#### Task instructions:
In the entries below, change every "photograph" to "snapshot" and leave all other text as it is. Reproduce the entries without the pictures.

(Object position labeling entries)
□ □ □ □

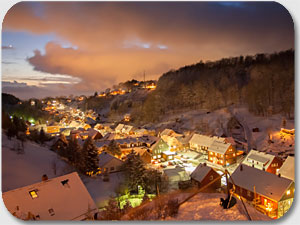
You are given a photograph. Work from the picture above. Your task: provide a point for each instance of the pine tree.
(74, 152)
(113, 148)
(42, 136)
(135, 172)
(90, 160)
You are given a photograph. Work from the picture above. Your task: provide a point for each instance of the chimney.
(44, 177)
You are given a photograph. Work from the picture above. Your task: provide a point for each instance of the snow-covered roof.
(101, 143)
(75, 123)
(92, 133)
(259, 159)
(127, 128)
(200, 172)
(219, 147)
(230, 140)
(169, 152)
(140, 150)
(60, 198)
(149, 139)
(109, 136)
(119, 127)
(184, 139)
(105, 157)
(266, 184)
(157, 142)
(167, 132)
(287, 169)
(201, 140)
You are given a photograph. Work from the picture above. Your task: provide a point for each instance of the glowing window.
(33, 194)
(51, 212)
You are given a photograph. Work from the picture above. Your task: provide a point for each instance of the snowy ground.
(102, 191)
(205, 206)
(20, 170)
(268, 125)
(194, 120)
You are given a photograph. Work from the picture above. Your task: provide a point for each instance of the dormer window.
(51, 212)
(65, 183)
(33, 194)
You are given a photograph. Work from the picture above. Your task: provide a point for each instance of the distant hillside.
(8, 99)
(263, 82)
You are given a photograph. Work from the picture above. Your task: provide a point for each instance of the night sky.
(63, 48)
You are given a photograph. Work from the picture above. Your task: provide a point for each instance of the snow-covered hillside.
(205, 206)
(20, 170)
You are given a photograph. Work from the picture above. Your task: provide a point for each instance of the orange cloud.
(117, 41)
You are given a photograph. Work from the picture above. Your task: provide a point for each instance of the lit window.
(249, 193)
(33, 194)
(51, 212)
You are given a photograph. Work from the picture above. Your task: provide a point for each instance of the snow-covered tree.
(74, 152)
(90, 160)
(113, 148)
(134, 171)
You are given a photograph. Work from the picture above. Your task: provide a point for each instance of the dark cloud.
(117, 41)
(24, 91)
(6, 47)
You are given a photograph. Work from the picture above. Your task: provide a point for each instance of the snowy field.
(205, 206)
(102, 191)
(20, 170)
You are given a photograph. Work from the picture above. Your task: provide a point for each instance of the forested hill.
(265, 82)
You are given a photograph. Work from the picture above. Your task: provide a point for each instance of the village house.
(201, 143)
(176, 175)
(59, 143)
(94, 134)
(170, 137)
(221, 153)
(269, 193)
(124, 129)
(158, 148)
(144, 154)
(184, 141)
(287, 169)
(60, 198)
(168, 155)
(109, 163)
(203, 175)
(263, 161)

□ □ □ □

#### Exercise response:
You are given a snapshot. Work from the picture above. Your task: provide a point for each instance of the pine tree.
(74, 152)
(113, 148)
(42, 136)
(135, 172)
(90, 160)
You are given a snapshot. Work from the picture above. Your task: provide a point for each instance of the chimney.
(44, 177)
You are given a snapshot. Work from the picture above. Your task: provide a point for each instance of the snow-covered roof.
(101, 143)
(75, 123)
(92, 133)
(259, 159)
(127, 128)
(200, 172)
(219, 147)
(230, 140)
(169, 152)
(140, 150)
(60, 198)
(149, 139)
(109, 136)
(119, 127)
(184, 139)
(105, 157)
(266, 184)
(157, 142)
(167, 132)
(287, 169)
(201, 140)
You are given a snapshot. Work from the picture above. Your task: provide a point for each instance of the glowing window.
(33, 194)
(51, 212)
You are given a snapshot. Work from the picture above. Your task: provide a point for each instance of the snowy ground.
(102, 191)
(205, 206)
(20, 170)
(268, 125)
(194, 120)
You are given a snapshot. Work from the picture above. Your task: provide a point for each instance of the dormer window.
(51, 212)
(65, 183)
(33, 194)
You are given a snapshot. Work from the picture above. Your task: provide a point for each instance of the distant hillside.
(8, 99)
(263, 82)
You are given a snapshot. Work from the picture above. Your task: provide a point for each instance of the night sky.
(63, 48)
You are given a snapshot. Work from the picture above. Your task: provide a point for each instance of the snow-covered hillside.
(205, 206)
(20, 170)
You are given a snapshot. Work from the picture above. Your task: provide a point for each instance of the orange cloud.
(117, 41)
You are given a snapshot. Work from the picture above. Your task: provide a point for each instance of the lit window.
(249, 193)
(33, 194)
(51, 212)
You are given a snapshot. Work from the picture above. Your task: provide a point for each instance of the snow-covered tree.
(74, 152)
(90, 160)
(113, 148)
(134, 171)
You are given a snapshot. Work from the picture above. Your task: provide a point for each instance of the dark cloud.
(117, 41)
(24, 91)
(6, 47)
You are given a snapshot. Work from the picture above. Your task: provide a point for each instance of the snowy field.
(205, 206)
(102, 191)
(20, 170)
You are given a snapshot. Work from the picture above. Your task: provide a point for each instance of the forested hill.
(265, 82)
You are given a snapshot. Work from the picture above. Your task: provide a point for each instance of the village house.
(201, 143)
(176, 175)
(59, 143)
(94, 134)
(170, 137)
(221, 153)
(269, 193)
(124, 129)
(158, 148)
(144, 154)
(184, 141)
(287, 169)
(60, 198)
(168, 155)
(109, 163)
(203, 175)
(263, 161)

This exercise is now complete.